Commissaire : Gallien Déjean



L’exposition L’Usage des formes explore l’ingéniosité humaine et la relation passionnée que les créateurs entretiennent avec leurs outils, en abordant l’instrument comme un élément fondamental du rapport de l’homme au monde. Faisant dialoguer artisans d’art et artistes, l’exposition rassemble les métiers d’art, le design, les arts plastiques et l’architecture dans une scénographie conçue par le designer Robert Stadler et réalisée en collaboration avec des artisans d’art.

D’un racloir paléolithique en cristal de roche provenant de l’abri des Merveilles (Dordogne) aux prothèses bioniques conçues par le FabLab de Rennes sur des imprimantes 3D, en passant par L’Infini, réalisé en feuille de métal martelée par le dinandier Nathanaël Le Berre, l’exposition traverse les époques. Elle révèle l’actualité de la notion de chef-d’oeuvre, ce « travail de réception », à la fois objet utilitaire et oeuvre d’art, qui incarne l’acquisition et la transmission d’une technicité virtuose.

※ ※ ※

**CONSIGNE DE TRAVAIL:**
Recopiez à l'identique, dans le texte sur l'exposition, le passage allant de « D’un racloir paléolithique » jusqu'à « d’une technicité virtuose. ».

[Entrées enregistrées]
※ ※ ※

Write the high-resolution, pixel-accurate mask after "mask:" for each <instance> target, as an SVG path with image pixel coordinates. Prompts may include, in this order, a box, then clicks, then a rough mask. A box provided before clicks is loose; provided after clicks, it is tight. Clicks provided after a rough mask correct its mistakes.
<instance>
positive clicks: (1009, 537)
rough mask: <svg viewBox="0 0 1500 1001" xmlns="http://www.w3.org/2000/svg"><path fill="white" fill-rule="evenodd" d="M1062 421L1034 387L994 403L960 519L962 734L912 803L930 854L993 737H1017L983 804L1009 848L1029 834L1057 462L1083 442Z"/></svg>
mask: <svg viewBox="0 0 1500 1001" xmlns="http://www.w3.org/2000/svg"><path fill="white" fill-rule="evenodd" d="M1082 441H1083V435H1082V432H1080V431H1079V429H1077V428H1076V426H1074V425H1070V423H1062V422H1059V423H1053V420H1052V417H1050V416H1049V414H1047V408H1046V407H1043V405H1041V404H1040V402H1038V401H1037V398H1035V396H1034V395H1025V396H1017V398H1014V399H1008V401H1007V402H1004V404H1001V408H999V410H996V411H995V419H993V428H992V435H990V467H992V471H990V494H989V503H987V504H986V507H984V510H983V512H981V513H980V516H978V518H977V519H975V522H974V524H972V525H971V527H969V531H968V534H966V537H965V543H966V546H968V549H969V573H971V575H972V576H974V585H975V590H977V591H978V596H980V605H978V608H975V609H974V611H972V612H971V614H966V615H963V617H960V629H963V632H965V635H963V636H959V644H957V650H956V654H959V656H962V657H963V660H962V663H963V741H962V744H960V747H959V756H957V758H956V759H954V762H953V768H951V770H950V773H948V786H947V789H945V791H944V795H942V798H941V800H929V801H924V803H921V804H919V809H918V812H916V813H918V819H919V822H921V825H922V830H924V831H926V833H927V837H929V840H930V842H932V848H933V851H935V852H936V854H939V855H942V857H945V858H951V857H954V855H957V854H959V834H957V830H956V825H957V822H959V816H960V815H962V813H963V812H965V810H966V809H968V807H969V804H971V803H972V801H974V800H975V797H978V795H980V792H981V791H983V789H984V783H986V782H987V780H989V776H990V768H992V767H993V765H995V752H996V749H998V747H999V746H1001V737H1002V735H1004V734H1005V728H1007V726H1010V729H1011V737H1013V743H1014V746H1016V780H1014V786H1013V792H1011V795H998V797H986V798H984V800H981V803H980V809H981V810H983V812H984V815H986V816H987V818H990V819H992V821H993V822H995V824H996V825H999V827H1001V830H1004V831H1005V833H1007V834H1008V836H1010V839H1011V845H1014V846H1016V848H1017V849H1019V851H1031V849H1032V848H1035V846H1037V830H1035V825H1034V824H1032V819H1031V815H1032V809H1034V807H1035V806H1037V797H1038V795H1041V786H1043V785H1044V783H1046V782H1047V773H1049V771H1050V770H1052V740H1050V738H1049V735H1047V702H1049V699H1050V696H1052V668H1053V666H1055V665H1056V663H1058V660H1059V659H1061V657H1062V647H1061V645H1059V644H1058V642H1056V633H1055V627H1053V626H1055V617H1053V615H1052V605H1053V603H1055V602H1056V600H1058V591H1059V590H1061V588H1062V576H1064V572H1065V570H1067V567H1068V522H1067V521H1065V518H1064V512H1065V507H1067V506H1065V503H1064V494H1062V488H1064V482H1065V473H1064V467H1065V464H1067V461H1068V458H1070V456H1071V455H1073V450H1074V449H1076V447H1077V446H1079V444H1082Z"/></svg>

※ ※ ※

**CORRIGÉ DE L'EXERCICE:**
D’un racloir paléolithique en cristal de roche provenant de l’abri des Merveilles (Dordogne) aux prothèses bioniques conçues par le FabLab de Rennes sur des imprimantes 3D, en passant par L’Infini, réalisé en feuille de métal martelée par le dinandier Nathanaël Le Berre, l’exposition traverse les époques. Elle révèle l’actualité de la notion de chef-d’oeuvre, ce « travail de réception », à la fois objet utilitaire et oeuvre d’art, qui incarne l’acquisition et la transmission d’une technicité virtuose.